**EXTRACTED MATERIAL:**
>> BEGIN
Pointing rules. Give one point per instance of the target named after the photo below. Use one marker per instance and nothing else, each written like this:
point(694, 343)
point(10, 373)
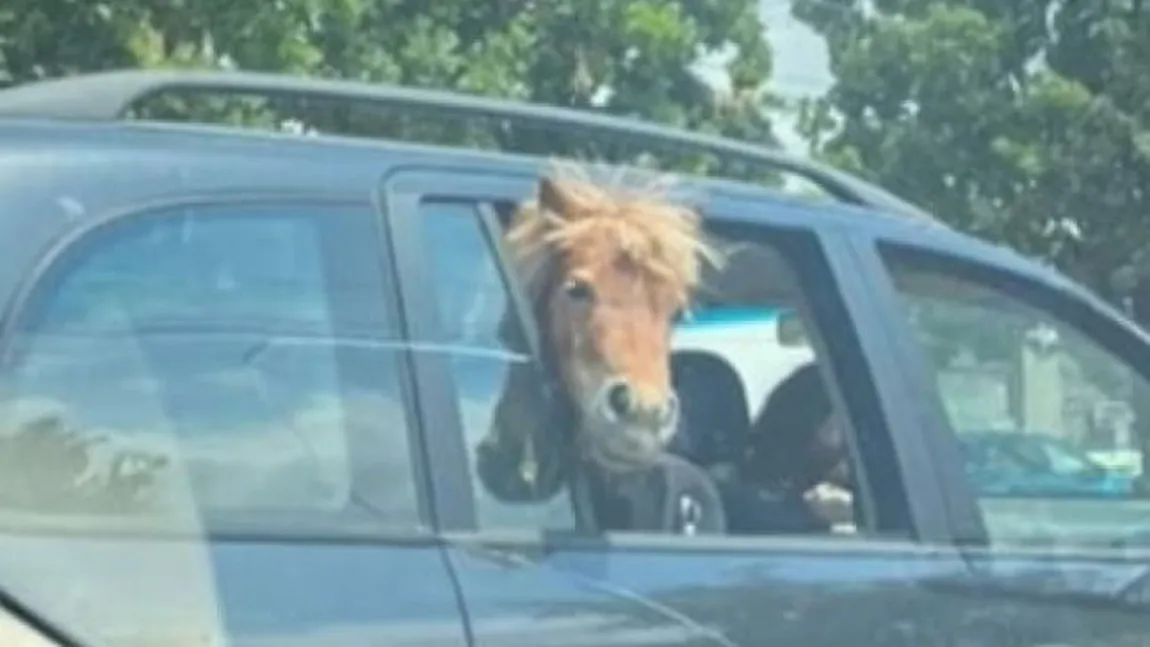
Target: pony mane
point(648, 225)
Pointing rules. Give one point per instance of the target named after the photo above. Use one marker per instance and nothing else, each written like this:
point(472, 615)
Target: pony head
point(608, 270)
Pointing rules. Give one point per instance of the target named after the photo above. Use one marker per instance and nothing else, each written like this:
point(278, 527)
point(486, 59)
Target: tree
point(1024, 122)
point(622, 56)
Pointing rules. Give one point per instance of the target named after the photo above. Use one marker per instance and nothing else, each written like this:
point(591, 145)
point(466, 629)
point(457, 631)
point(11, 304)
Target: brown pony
point(606, 271)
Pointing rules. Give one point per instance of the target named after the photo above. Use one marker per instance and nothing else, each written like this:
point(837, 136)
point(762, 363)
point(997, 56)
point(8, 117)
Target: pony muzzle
point(619, 403)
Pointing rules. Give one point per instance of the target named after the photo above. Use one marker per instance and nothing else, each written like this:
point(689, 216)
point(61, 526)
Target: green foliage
point(634, 58)
point(1025, 130)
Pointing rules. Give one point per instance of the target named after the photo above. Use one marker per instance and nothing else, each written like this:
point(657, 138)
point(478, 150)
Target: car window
point(761, 414)
point(472, 299)
point(1047, 469)
point(234, 359)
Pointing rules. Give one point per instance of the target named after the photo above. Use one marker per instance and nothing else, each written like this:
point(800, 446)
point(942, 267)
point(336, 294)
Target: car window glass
point(759, 417)
point(472, 300)
point(231, 359)
point(1025, 390)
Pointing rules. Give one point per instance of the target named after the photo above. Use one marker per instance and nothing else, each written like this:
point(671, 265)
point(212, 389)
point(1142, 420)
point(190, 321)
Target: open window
point(759, 362)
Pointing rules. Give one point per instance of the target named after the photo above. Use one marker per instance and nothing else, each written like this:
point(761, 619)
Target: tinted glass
point(472, 299)
point(1035, 401)
point(239, 357)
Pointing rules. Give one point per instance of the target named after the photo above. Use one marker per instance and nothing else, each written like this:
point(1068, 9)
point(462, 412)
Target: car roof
point(74, 132)
point(114, 159)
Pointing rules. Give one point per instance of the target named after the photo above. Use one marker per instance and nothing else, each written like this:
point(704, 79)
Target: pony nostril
point(669, 410)
point(619, 400)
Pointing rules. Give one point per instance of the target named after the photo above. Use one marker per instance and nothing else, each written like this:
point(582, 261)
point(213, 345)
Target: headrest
point(714, 422)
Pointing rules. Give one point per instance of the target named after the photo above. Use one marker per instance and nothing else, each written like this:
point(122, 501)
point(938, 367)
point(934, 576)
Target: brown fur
point(638, 256)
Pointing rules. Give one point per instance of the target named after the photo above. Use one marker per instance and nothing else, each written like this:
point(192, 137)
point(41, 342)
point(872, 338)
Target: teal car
point(1037, 464)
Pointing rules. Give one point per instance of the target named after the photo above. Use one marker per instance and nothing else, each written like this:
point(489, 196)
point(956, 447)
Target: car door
point(539, 572)
point(208, 437)
point(998, 351)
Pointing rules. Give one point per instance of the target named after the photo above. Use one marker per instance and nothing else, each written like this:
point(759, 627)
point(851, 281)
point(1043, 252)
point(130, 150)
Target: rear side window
point(229, 359)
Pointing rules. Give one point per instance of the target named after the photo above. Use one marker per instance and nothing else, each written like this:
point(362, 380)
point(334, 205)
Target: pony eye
point(579, 291)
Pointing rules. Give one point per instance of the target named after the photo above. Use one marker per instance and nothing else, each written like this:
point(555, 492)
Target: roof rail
point(108, 95)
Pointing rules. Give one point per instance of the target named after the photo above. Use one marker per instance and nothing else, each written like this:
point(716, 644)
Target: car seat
point(714, 423)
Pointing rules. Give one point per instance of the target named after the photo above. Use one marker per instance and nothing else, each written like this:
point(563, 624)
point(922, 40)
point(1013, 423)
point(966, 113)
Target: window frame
point(406, 186)
point(1044, 291)
point(240, 524)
>> END
**DIRECTIVE:** Arrange every line of the items above as a Markdown table with the columns "Row" and "Line," numbering each row and skipping blank lines. Leave the pictures out of the answer.

**EXERCISE RESPONSE:**
| Row | Line |
|---|---|
| 1 | Pointing rules. Give one point per instance of the target named after the photo below. Use one marker per instance and nothing else, each written like this: |
| 2 | point(694, 343) |
| 3 | point(10, 373) |
| 4 | Target: pony mane |
| 5 | point(648, 225) |
| 6 | Pointing rules. Give one point per instance of the target named after the photo above. Use one marker per instance and nothing else, each written like this: |
| 7 | point(472, 615) |
| 8 | Target: pony head |
| 9 | point(608, 270) |
| 10 | Pointing rules. Give one point per instance of the target named after the photo above. Use one marker per instance and nothing else, each written like this: |
| 11 | point(278, 527) |
| 12 | point(486, 59) |
| 13 | Target: tree |
| 14 | point(1024, 122) |
| 15 | point(622, 56) |
| 16 | Pointing rules. Give one point per instance of the target named after the photo above. Use one marker per instance and nothing else, each written like this: |
| 17 | point(591, 145) |
| 18 | point(466, 629) |
| 19 | point(457, 631) |
| 20 | point(11, 304) |
| 21 | Target: brown pony |
| 22 | point(606, 271) |
| 23 | Pointing rules. Give one point per instance of the target named after the photo above. Use one marker per instance and nothing else, each written like this: |
| 24 | point(837, 136) |
| 25 | point(762, 363) |
| 26 | point(997, 56) |
| 27 | point(8, 117) |
| 28 | Target: pony muzzle |
| 29 | point(619, 403) |
| 30 | Pointing rules. Give one point per instance of the target named after the photo above. Use one marker per instance and nothing else, each written like this: |
| 31 | point(689, 216) |
| 32 | point(61, 526) |
| 33 | Target: green foliage |
| 34 | point(634, 58) |
| 35 | point(1025, 130) |
| 36 | Pointing rules. Give one point per instance of the target named after the photo above. Use one marker per instance and nothing else, each written like this: |
| 37 | point(657, 138) |
| 38 | point(478, 150) |
| 39 | Target: car window |
| 40 | point(761, 414) |
| 41 | point(472, 299) |
| 42 | point(1047, 469) |
| 43 | point(234, 359) |
| 44 | Pointing rules. Give one point per instance of the target named after the photo above. Use one marker per instance and nothing else, each written like this: |
| 45 | point(800, 446) |
| 46 | point(942, 267) |
| 47 | point(336, 294) |
| 48 | Target: car window glass |
| 49 | point(759, 417) |
| 50 | point(472, 300) |
| 51 | point(231, 359) |
| 52 | point(1025, 390) |
| 53 | Pointing rules. Give one point per instance of the target named after the photo above. Use one marker per instance and nothing else, each written like this: |
| 54 | point(671, 265) |
| 55 | point(212, 389) |
| 56 | point(1142, 420) |
| 57 | point(190, 321) |
| 58 | Target: open window |
| 59 | point(759, 362) |
| 60 | Pointing rules. Give one point per instance of the target named after the photo above. Use one marker per instance and nothing else, each written like this: |
| 61 | point(761, 619) |
| 62 | Target: tinted glass |
| 63 | point(472, 299) |
| 64 | point(1035, 401) |
| 65 | point(239, 357) |
| 66 | Pointing rules. Give one point per instance of the target named after the photo above. Use one marker per instance and nothing else, each written like this: |
| 67 | point(1068, 9) |
| 68 | point(462, 412) |
| 69 | Target: car roof |
| 70 | point(74, 132) |
| 71 | point(114, 159) |
| 72 | Pointing rules. Give one point per instance of the target named after the photo above. Use one marker per instance and nothing else, each written like this: |
| 73 | point(704, 79) |
| 74 | Target: pony nostril |
| 75 | point(669, 410) |
| 76 | point(619, 400) |
| 77 | Pointing rules. Give one point per instance of the target named after the photo above. Use one marker per instance and nothing else, each written like this: |
| 78 | point(582, 261) |
| 79 | point(213, 345) |
| 80 | Target: headrest |
| 81 | point(714, 422) |
| 82 | Pointing rules. Give one point per instance of the target named after the photo above. Use one marker per instance and nothing else, each written like this: |
| 83 | point(122, 501) |
| 84 | point(938, 367) |
| 85 | point(934, 576) |
| 86 | Target: brown fur |
| 87 | point(638, 256) |
| 88 | Pointing rules. Give one point per instance of the target named after the photo above. Use one marker per instance and nothing else, each written like this: |
| 89 | point(192, 137) |
| 90 | point(41, 342) |
| 91 | point(872, 338) |
| 92 | Target: teal car |
| 93 | point(1037, 464) |
| 94 | Pointing rules. Give one point per instance of the target named after the photo above. Use one marker per instance and nothing else, each written like this: |
| 95 | point(489, 196) |
| 96 | point(956, 447) |
| 97 | Target: car door |
| 98 | point(539, 572) |
| 99 | point(208, 437) |
| 100 | point(998, 351) |
| 101 | Pointing rules. Give one point per instance of the target named after the photo above. Use one marker per instance and nothing else, each written like this: |
| 102 | point(759, 627) |
| 103 | point(851, 281) |
| 104 | point(1043, 252) |
| 105 | point(130, 150) |
| 106 | Target: rear side window |
| 107 | point(229, 359) |
| 108 | Pointing rules. Give one point per instance of the target named after the photo above. Use one marker per instance and nothing else, each written like this: |
| 109 | point(362, 380) |
| 110 | point(334, 205) |
| 111 | Target: pony eye |
| 112 | point(579, 291) |
| 113 | Pointing rules. Give one point per instance of the target named after the photo above. Use one marker per instance and nothing else, each written like this: |
| 114 | point(555, 492) |
| 115 | Target: roof rail |
| 116 | point(108, 95) |
| 117 | Pointing rules. Give one point per instance of the target named after the photo above. Use one marker per instance and nothing else, each written like this: |
| 118 | point(716, 644) |
| 119 | Target: car seat |
| 120 | point(714, 423) |
| 121 | Pointing rules. Give one point per instance of the target named after the photo above. Use one marker per instance and nothing else, each written like this: |
| 122 | point(563, 624) |
| 123 | point(922, 40) |
| 124 | point(1013, 423) |
| 125 | point(966, 113) |
| 126 | Target: window frame |
| 127 | point(406, 186) |
| 128 | point(1044, 291) |
| 129 | point(240, 524) |